Given problem =>
Rewrite every line from the start of the records through the line containing "88], [137, 87]]]", and adjust each outline coordinate by -22. Leave out the pictures.

= = = =

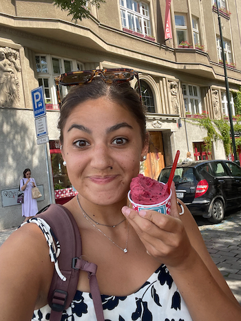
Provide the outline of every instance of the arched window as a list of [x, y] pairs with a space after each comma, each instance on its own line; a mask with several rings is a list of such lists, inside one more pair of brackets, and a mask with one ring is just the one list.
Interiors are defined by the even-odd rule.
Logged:
[[[140, 82], [141, 96], [143, 97], [143, 102], [145, 104], [145, 106], [147, 108], [148, 113], [155, 113], [155, 104], [152, 91], [147, 82], [143, 80], [142, 79], [140, 80]], [[138, 85], [136, 83], [136, 88], [137, 87]]]

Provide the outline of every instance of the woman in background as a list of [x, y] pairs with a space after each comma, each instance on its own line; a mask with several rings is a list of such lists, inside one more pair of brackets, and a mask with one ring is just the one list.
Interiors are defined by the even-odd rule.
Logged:
[[32, 197], [32, 188], [36, 186], [35, 180], [31, 177], [31, 170], [26, 168], [23, 171], [23, 178], [20, 180], [20, 188], [24, 193], [24, 202], [22, 203], [22, 217], [25, 222], [38, 212], [36, 199]]

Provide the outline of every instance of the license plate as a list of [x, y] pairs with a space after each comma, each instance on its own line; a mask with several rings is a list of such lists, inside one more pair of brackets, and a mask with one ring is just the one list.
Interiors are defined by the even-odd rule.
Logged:
[[178, 199], [183, 199], [184, 197], [184, 193], [180, 192], [176, 192], [176, 197]]

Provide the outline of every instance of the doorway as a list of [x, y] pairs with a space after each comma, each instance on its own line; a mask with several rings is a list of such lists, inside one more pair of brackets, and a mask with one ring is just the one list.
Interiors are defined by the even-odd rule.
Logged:
[[163, 135], [161, 131], [151, 131], [149, 136], [149, 152], [144, 163], [145, 176], [157, 179], [165, 167]]

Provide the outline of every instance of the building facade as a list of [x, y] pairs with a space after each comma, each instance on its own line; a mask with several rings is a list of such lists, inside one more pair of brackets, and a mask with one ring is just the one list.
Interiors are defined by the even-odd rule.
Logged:
[[[229, 88], [237, 91], [240, 1], [218, 3]], [[168, 39], [165, 8], [164, 0], [107, 1], [98, 10], [91, 8], [90, 19], [74, 23], [50, 0], [1, 1], [0, 228], [21, 222], [16, 193], [25, 168], [43, 188], [39, 209], [50, 203], [50, 190], [53, 201], [59, 203], [76, 193], [62, 164], [56, 129], [54, 78], [64, 72], [120, 67], [138, 71], [151, 137], [142, 164], [145, 175], [156, 179], [178, 149], [180, 159], [187, 151], [193, 159], [226, 158], [220, 141], [205, 149], [207, 131], [193, 122], [229, 114], [216, 2], [173, 0]], [[47, 153], [44, 144], [36, 142], [30, 93], [39, 86], [47, 108]], [[67, 92], [67, 87], [61, 88], [62, 97]], [[232, 93], [231, 103], [235, 114]]]

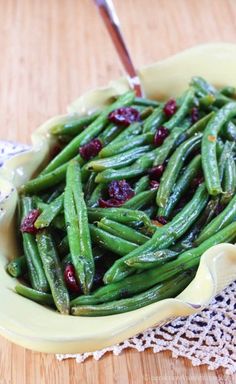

= = = =

Finished exercise =>
Provide the outline of every instance of the arched window as a list of [x, y] pairs with a space after each comma, each instance on its own line; a mask with several rings is a list of such lists, inside one more pair of brackets, and a mask with one ring is just the one list.
Interiors are defined by the even-odd rule.
Logged:
[[[118, 60], [119, 74], [121, 75], [121, 80], [123, 82], [123, 84], [125, 86], [126, 91], [133, 91], [133, 82], [130, 69], [125, 60], [121, 58], [120, 57], [118, 58]], [[116, 63], [114, 61], [114, 66], [115, 65]]]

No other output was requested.